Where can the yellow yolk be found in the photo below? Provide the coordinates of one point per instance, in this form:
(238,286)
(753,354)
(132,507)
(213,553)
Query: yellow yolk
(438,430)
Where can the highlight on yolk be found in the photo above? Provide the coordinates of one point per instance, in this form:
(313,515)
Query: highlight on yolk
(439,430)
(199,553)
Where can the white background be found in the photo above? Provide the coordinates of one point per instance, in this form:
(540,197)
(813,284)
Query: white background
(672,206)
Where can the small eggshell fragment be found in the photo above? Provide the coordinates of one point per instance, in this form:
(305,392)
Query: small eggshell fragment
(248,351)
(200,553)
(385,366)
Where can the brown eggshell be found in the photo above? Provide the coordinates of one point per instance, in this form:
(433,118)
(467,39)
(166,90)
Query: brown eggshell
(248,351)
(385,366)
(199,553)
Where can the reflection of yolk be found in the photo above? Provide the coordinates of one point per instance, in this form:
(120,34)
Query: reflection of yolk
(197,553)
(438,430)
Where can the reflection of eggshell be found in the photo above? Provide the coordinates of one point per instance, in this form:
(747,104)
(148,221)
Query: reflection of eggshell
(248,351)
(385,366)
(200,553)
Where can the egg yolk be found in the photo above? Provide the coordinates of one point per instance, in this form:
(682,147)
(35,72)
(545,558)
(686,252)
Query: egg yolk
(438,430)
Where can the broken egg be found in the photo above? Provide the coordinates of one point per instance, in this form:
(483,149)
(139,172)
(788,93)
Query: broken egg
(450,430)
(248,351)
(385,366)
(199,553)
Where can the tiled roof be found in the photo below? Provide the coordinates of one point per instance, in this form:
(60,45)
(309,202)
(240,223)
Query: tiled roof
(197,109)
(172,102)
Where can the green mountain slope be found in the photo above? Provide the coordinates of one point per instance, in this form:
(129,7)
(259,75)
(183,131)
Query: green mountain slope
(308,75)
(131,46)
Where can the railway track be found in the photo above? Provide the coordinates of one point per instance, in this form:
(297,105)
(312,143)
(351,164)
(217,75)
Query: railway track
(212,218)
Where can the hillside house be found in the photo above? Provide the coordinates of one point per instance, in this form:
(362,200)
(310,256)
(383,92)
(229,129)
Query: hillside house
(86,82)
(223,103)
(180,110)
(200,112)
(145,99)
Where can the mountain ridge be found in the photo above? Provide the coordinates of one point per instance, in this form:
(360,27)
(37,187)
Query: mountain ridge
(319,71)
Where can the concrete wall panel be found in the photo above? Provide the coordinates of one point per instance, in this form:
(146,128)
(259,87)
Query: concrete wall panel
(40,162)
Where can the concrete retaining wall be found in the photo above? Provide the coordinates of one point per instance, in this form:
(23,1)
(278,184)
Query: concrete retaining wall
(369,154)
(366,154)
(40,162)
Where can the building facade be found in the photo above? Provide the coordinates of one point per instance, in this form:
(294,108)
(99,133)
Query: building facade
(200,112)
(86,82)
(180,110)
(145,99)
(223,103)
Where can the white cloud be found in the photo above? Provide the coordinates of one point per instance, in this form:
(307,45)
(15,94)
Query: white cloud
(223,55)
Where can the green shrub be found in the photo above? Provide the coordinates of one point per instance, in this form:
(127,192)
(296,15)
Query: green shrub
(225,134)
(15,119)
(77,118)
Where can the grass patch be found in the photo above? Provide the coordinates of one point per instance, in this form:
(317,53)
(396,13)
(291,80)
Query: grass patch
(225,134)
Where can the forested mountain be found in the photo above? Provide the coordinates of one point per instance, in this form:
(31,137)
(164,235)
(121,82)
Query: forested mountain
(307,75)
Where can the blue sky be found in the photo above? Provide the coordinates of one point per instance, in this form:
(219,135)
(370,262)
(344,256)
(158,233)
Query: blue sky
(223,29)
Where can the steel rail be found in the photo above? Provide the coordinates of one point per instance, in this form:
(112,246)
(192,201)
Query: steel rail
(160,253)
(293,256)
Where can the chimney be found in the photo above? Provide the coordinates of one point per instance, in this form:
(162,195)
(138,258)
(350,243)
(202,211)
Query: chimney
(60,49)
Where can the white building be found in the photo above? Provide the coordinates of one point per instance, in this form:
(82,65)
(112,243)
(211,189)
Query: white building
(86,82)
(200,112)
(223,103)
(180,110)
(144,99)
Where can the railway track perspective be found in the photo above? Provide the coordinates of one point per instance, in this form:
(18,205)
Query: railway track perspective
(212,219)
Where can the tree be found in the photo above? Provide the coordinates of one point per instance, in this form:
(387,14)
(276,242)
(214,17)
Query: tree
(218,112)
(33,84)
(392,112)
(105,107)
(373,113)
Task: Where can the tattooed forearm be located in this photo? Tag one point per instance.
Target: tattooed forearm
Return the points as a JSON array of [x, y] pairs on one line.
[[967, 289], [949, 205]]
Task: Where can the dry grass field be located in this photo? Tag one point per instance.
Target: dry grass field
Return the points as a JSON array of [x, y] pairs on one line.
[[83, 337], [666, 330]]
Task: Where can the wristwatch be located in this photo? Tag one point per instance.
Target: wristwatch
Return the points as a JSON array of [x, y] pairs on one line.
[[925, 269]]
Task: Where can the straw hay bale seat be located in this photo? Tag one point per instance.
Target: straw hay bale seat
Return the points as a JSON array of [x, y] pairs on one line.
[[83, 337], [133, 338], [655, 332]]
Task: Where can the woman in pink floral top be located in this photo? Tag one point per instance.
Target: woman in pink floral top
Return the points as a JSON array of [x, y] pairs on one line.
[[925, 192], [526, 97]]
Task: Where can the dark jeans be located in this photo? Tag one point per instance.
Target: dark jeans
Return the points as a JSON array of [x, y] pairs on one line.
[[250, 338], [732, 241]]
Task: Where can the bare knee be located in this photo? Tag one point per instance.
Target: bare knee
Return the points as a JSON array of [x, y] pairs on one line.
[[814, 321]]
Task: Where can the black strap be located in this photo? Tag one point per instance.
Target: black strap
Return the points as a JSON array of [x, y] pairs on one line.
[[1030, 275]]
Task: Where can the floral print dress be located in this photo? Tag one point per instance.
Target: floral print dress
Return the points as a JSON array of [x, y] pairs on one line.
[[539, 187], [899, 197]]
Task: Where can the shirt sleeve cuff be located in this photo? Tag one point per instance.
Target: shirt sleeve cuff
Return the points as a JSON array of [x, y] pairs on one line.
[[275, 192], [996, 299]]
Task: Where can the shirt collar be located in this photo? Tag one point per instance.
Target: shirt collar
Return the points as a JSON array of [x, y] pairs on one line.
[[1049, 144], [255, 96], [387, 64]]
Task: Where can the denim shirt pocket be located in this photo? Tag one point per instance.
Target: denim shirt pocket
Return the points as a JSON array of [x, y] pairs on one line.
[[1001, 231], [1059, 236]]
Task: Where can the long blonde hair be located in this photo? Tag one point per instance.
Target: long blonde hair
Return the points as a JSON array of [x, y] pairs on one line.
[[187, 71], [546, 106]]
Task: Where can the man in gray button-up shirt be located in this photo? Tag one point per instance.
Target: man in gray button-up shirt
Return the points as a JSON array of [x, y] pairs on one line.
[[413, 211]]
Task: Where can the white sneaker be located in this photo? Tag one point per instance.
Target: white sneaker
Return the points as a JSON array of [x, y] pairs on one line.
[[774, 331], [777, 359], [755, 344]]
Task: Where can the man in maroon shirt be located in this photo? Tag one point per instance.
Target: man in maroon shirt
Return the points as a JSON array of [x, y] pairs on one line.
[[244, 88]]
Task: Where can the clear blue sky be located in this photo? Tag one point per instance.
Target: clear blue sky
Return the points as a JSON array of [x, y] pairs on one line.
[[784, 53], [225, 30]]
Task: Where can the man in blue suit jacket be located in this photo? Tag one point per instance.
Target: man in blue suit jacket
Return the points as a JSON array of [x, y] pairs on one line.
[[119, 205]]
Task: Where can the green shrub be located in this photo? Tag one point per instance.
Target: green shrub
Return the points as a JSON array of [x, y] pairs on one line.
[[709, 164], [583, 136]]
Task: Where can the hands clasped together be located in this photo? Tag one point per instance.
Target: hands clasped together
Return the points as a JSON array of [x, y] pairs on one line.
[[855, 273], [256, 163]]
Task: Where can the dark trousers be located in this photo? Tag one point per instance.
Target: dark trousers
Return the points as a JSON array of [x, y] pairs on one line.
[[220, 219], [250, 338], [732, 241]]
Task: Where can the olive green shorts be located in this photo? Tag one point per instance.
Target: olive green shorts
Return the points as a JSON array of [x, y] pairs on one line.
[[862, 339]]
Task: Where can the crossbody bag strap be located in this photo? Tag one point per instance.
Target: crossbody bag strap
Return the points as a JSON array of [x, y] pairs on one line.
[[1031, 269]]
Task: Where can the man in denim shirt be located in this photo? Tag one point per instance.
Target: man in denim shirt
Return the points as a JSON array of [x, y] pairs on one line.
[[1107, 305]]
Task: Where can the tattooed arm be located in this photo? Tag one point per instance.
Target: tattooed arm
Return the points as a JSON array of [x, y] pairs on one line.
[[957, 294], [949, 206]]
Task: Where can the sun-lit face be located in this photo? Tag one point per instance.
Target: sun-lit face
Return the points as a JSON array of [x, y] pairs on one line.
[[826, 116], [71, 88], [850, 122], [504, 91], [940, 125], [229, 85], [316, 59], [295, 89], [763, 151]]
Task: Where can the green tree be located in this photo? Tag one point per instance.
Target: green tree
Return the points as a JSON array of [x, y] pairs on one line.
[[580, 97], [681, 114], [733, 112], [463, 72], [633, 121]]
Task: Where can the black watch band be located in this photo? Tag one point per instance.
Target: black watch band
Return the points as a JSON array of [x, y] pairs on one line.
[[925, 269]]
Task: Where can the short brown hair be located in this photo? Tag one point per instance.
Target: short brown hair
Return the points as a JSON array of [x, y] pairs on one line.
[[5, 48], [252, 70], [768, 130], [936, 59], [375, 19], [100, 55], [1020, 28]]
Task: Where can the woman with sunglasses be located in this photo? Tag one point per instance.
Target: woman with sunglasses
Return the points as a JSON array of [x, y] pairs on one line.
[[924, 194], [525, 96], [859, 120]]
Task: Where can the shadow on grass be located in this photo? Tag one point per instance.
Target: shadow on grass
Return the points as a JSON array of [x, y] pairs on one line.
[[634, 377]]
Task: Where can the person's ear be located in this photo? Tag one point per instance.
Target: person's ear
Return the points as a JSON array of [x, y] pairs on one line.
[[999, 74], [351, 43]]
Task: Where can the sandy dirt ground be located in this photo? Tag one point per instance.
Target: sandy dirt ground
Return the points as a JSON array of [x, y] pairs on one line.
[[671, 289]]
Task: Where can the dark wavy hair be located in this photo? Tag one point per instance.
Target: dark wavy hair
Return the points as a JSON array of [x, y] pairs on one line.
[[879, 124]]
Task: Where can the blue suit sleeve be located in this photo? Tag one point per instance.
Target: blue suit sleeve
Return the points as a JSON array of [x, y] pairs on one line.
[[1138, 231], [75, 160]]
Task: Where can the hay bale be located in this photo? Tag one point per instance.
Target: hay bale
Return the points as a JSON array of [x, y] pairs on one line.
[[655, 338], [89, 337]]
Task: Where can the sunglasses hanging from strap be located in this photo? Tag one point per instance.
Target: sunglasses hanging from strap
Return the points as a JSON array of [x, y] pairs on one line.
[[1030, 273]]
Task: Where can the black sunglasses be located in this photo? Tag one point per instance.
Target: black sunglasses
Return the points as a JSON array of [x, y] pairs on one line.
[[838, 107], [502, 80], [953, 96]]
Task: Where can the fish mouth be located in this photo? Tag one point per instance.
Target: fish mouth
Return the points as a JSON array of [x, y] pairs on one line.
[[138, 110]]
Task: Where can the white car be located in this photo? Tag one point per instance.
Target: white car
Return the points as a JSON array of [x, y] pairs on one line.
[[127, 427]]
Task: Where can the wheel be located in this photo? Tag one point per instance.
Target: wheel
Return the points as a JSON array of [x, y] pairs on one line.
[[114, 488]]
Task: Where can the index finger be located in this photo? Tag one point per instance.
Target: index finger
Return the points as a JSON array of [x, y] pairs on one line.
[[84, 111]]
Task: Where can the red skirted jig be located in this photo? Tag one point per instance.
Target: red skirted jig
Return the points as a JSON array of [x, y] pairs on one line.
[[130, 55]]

────────

[Exercise]: Reproduce word for word the lines of the listing above, from the line containing "Task: Where can the woman in" through the line containing "[[925, 192], [526, 97]]", including both of those lines.

[Solution for this problem]:
Task: Where can the woman in pink floral top be located in this photo? Tag one point per instance.
Target: woman in pink floral top
Return the points as a JSON array of [x, y] pairs on one line.
[[925, 192], [526, 97]]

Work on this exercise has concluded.